[WHAT YOU ARE ASKED TO DO] From the rows below, put everything from the line containing "white crosswalk stripe." down to the line containing "(1096, 876)" into a Markdown table with the columns No and Line. Number each line and leave out blank lines.

[MATERIAL SUPPLIED]
--------------------------------
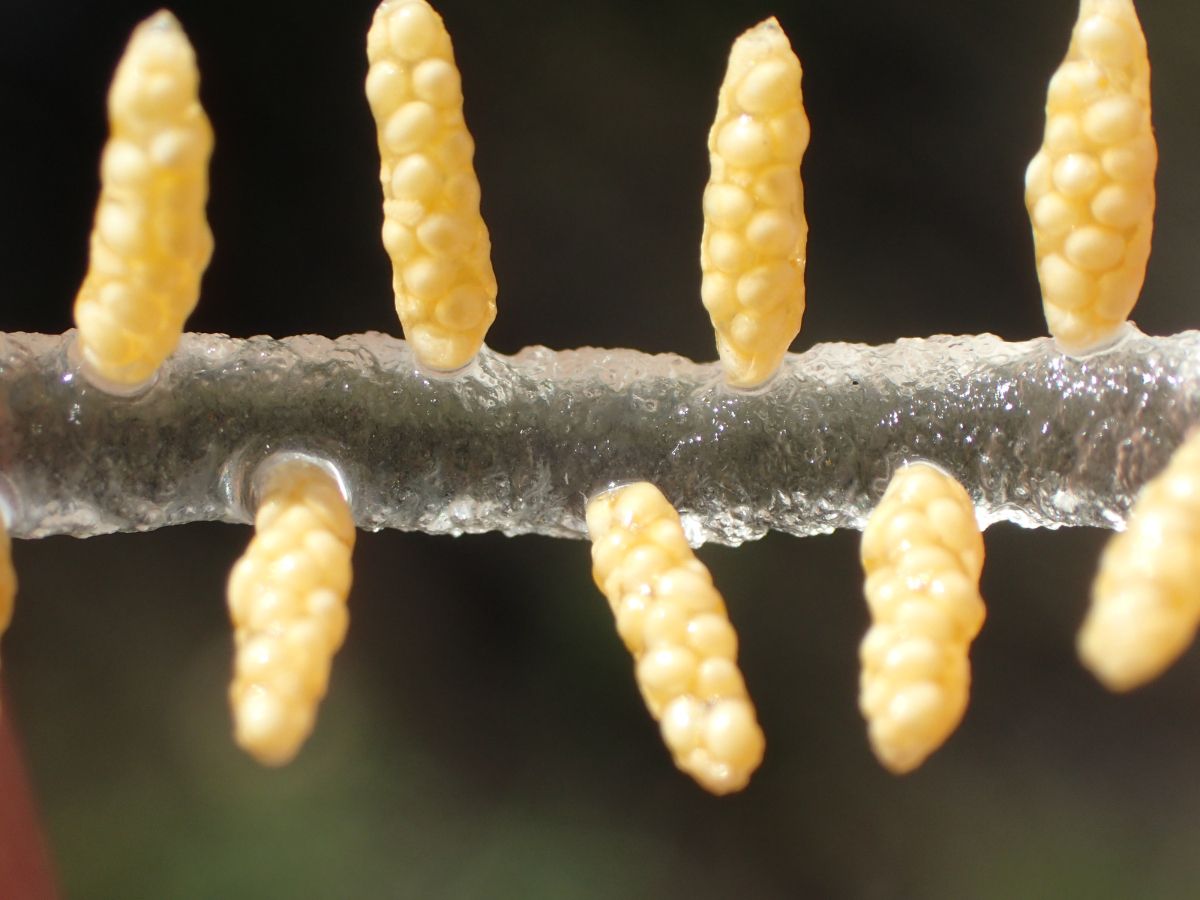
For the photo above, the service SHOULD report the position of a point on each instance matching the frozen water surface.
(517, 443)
--------------------------------
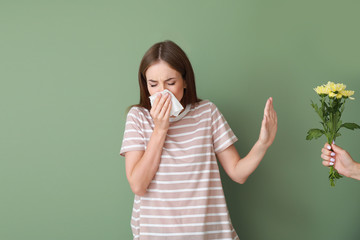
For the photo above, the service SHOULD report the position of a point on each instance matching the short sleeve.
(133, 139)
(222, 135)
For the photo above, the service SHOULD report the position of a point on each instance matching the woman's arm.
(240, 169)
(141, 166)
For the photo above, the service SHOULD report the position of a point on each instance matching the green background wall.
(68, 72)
--------------------------------
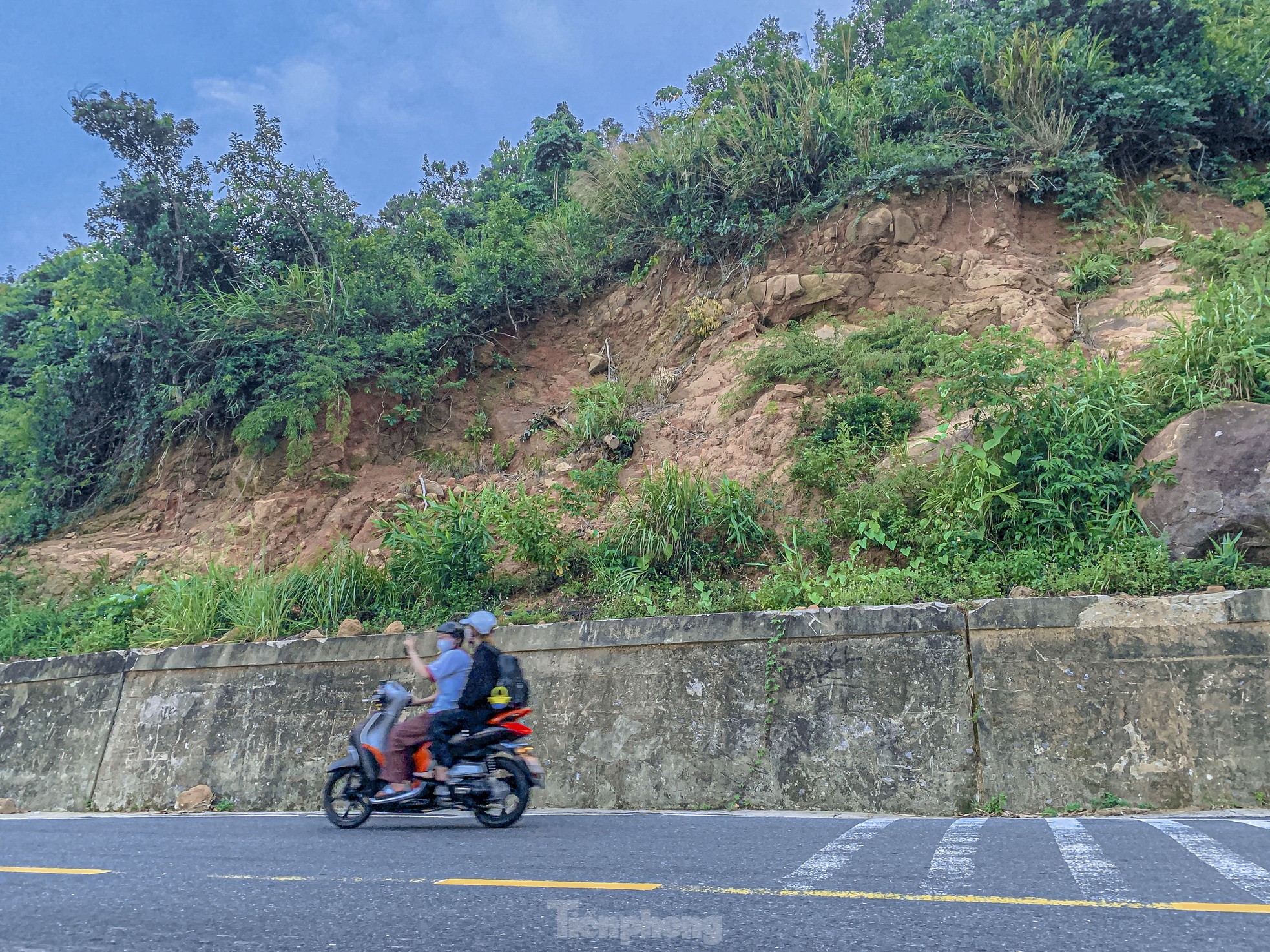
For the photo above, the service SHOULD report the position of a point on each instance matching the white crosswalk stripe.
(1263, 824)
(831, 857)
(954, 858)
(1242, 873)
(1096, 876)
--------------------------------
[SOLUTION BELOW]
| No | Line |
|---|---|
| 1 | For the photo above, the service SHOULD report the position of a point on each instance matching the white crosswalk stripe. |
| 2 | (1263, 824) |
| 3 | (831, 857) |
| 4 | (954, 858) |
| 5 | (1242, 873) |
| 6 | (1096, 876) |